### WHAT THE TASK REQUIRES
Resume the news article about skin signs seen in Covid-19 patients, carrying on after its final sentence.

------ SOURCE TEXT ------

As Covid-19 started to spread across the United States earlier this year, dermatology offices began to see suspicious signs on some patients’ skin: Red or purple toes, itchy hives, mottled bumps on fingers, a lacy red rash that spread across legs and arms.

But were those truly associated with the novel coronavirus? After all, many other factors could be at play.

“Many viral infections can trigger a skin rash, so when you catalog these case reports, you have to have other data. Was the patient on a medication a week before the rash began? Are there other possible causes?” asked Dr. Art Papier, an associate professor of dermatology at the University of Rochester Medical Center in New York.

“This is the challenge that Covid-19 brings up. With these different types of presentations and different rashes, is it hives because the patient just has hives or hives related to Covid-19?”

Case reports began to be released in medical journals. The latest, published Wednesday in the journal JAMA Dermatology, describes the experiences of four patients with severe Covid-19 who were admitted to hospitals in New York City in March and April.

The patients, ages 40 to 80, had discoloration of their skin as well as lesions called retiform purpura, according to the research report. Biopsies were performed for each patient and they showed that the patients had a type of vasculopathy, meaning that their blood vessels were affected.

------ ENTRIES PROVIDED ------

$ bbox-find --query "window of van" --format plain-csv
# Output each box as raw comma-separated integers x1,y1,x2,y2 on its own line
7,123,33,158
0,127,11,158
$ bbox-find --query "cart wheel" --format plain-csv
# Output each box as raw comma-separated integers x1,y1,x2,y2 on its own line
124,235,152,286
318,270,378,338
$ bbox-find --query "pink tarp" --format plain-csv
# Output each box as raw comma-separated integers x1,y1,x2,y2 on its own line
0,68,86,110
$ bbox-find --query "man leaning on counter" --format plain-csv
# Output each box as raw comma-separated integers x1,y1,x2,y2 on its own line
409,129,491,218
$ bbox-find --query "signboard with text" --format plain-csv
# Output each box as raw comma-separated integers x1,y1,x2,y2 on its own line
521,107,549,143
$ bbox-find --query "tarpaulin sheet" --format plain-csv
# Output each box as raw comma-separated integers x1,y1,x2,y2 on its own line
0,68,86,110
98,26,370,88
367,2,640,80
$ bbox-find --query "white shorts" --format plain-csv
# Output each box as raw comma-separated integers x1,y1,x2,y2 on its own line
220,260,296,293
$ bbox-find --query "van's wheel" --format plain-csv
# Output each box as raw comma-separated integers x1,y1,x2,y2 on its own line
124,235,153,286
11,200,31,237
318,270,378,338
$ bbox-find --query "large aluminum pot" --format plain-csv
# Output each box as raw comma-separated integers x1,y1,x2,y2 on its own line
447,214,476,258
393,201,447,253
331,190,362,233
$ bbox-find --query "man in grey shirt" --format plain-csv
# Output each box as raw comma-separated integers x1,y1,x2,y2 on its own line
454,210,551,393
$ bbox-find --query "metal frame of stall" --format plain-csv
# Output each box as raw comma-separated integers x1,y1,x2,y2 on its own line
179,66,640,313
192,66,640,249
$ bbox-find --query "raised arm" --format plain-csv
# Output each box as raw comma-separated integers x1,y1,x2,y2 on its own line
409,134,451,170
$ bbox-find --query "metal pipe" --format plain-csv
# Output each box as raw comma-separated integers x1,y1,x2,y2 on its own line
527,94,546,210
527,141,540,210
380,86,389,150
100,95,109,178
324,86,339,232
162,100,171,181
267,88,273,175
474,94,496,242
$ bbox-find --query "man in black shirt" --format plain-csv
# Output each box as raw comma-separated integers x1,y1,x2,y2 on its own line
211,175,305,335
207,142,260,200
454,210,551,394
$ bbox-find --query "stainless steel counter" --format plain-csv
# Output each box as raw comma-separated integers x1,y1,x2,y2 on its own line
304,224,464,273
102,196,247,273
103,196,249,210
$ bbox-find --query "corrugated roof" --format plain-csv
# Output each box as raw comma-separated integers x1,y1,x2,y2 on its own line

------

### ANSWER TO THIS PROBLEM
The researchers — from NewYork-Presbyterian/Weill Cornell Medical College — wrote in their report that the skin discoloration could represent partial occlusion or blockage of blood vessels, and the retiform purpura could represent full blockage.

Such rashes and discoloration of the skin can be a “clinical clue” to there being possible blood clotting in the body, the study said.

Since early on in the pandemic, doctors have noticed that severe Covid-19 could cause abnormal blood clotting in patients.

The report comes with some limitations, including that the researchers were not able to confirm the precise timing of when rashes and other issues with the skin first appeared for each patient. Also, more research is needed to determine whether similar findings would emerge among a larger group of Covid-19 patients.

Yet overall, the researchers wrote in their report that physicians caring for Covid-19 patients should be aware of skin discoloration and rashes as “potential manifestations” of abnormal underlying blood clotting.